Point-based annotation data:

+--

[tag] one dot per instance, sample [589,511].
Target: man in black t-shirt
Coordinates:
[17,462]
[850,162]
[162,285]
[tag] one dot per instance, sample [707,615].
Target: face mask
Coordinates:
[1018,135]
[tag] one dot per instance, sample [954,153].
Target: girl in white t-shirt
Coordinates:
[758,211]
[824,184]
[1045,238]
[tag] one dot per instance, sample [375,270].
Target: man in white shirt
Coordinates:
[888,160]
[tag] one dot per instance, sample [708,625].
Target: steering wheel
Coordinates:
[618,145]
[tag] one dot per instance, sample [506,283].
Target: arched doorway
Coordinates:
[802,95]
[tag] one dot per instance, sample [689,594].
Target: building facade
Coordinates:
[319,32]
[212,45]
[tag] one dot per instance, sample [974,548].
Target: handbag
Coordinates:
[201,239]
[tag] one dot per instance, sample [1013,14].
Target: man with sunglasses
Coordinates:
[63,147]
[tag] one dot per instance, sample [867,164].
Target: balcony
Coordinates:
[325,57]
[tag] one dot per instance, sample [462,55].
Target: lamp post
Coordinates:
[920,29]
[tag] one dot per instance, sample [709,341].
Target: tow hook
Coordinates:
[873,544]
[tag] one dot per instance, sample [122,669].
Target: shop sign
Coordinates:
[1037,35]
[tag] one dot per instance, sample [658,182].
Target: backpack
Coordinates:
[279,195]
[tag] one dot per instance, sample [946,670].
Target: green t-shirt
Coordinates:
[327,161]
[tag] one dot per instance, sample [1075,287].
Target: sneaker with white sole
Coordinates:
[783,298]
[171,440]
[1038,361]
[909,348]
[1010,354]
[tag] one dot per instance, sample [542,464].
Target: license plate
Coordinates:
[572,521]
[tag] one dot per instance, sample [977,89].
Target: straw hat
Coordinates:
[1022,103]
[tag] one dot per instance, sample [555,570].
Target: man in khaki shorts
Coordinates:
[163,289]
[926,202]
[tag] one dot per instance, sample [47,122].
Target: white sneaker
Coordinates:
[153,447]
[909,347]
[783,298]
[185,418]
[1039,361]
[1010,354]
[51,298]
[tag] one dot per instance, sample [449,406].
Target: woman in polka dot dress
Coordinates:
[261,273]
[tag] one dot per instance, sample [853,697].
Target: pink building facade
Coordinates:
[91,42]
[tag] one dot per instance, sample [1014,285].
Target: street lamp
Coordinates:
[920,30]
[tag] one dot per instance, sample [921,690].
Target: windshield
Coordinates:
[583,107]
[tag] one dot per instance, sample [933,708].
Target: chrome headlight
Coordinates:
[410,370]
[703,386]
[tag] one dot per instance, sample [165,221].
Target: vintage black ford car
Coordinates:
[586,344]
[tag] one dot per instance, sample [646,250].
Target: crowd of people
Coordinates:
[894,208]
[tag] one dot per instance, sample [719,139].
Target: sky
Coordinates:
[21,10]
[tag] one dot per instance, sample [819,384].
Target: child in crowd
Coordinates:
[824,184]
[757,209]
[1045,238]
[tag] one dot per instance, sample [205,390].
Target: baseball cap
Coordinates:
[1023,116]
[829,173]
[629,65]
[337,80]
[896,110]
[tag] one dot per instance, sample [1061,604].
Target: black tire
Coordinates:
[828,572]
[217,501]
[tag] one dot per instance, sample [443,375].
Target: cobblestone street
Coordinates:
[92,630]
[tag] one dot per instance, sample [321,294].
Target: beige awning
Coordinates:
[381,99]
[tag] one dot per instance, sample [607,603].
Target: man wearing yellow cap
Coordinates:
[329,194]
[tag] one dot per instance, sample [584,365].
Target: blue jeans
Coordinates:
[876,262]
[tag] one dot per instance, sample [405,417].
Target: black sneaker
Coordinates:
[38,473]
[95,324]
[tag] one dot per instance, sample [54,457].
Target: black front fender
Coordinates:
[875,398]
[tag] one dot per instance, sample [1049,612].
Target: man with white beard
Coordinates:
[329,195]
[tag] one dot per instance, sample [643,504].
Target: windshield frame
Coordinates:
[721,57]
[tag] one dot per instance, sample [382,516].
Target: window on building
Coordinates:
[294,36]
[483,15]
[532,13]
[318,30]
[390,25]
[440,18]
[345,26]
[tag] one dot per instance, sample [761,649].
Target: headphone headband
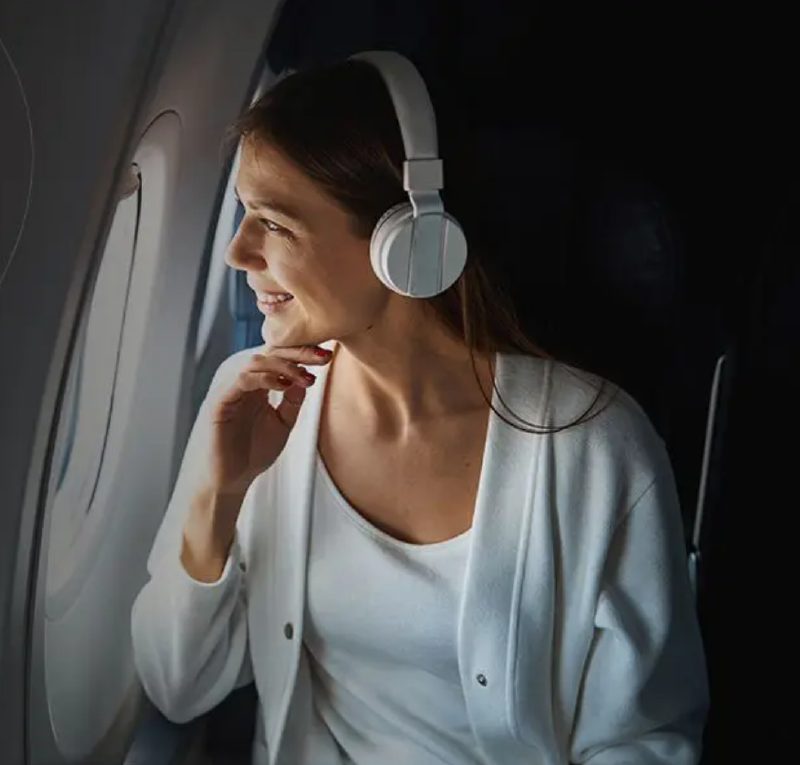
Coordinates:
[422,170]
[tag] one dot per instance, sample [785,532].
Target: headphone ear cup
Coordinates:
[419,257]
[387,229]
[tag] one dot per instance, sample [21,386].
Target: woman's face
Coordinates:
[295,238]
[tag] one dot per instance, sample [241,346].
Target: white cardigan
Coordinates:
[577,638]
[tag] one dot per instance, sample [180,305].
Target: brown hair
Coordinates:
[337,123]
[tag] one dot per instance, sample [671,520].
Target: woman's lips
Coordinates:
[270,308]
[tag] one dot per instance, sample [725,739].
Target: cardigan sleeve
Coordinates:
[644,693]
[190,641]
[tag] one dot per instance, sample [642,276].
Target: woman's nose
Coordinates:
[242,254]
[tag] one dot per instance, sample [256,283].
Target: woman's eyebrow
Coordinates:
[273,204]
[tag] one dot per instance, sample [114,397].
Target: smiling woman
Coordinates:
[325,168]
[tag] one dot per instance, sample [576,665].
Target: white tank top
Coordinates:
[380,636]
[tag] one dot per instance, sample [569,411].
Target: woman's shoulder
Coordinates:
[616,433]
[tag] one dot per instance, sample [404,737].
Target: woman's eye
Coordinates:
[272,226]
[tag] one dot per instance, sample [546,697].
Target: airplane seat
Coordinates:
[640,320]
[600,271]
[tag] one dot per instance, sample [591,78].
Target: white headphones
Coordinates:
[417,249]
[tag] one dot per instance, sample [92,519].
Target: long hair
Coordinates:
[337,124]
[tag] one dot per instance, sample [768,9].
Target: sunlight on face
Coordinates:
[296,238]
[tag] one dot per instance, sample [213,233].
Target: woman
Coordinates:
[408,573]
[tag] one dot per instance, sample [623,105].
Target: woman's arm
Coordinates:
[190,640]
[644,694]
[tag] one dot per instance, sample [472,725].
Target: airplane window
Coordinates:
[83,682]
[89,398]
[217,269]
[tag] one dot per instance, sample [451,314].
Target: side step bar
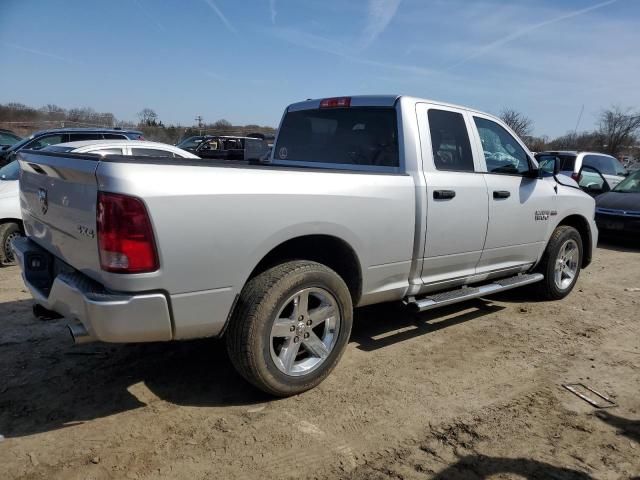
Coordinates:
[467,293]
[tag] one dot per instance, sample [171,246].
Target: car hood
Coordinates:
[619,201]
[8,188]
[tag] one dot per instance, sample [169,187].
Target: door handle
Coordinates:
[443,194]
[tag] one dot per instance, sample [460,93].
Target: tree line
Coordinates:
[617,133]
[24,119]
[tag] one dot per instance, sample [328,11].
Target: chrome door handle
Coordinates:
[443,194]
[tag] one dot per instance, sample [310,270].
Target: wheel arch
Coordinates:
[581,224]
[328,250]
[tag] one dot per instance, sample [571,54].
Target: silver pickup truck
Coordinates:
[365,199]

+--

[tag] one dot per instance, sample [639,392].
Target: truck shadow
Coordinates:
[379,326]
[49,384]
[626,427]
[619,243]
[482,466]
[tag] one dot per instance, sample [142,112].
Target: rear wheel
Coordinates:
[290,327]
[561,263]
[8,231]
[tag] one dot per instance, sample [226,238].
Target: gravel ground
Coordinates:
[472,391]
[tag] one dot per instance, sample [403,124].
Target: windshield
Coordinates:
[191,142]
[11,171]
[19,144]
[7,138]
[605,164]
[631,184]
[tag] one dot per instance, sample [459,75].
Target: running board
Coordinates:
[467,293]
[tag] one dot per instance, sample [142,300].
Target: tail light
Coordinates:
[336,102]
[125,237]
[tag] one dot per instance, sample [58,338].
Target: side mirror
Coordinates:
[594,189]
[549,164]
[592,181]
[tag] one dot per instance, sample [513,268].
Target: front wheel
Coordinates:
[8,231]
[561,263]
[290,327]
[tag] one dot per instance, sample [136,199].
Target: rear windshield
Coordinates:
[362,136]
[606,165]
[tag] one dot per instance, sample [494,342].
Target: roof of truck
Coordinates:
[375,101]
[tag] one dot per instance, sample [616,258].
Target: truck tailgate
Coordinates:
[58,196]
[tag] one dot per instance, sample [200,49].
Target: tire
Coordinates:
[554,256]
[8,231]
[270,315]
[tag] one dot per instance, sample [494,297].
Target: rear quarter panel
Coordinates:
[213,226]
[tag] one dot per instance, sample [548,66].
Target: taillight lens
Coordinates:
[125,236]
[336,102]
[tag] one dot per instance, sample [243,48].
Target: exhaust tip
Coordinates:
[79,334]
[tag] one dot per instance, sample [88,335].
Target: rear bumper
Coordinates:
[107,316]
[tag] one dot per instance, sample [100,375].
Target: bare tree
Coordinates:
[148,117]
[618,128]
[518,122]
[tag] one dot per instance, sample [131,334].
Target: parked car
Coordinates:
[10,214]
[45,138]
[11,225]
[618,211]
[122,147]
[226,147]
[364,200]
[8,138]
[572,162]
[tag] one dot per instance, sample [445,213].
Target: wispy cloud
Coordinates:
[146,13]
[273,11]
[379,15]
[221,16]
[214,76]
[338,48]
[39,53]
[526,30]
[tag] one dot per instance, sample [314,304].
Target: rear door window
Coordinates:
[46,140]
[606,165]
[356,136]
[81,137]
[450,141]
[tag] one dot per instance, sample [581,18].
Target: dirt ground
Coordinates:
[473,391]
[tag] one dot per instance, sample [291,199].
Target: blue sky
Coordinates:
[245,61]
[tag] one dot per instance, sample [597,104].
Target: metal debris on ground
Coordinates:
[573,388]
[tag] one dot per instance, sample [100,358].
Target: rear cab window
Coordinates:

+--

● **What you have to do**: How many lines in the items above contain the string "windshield"? Reply with the number alone.

● **Task response**: 4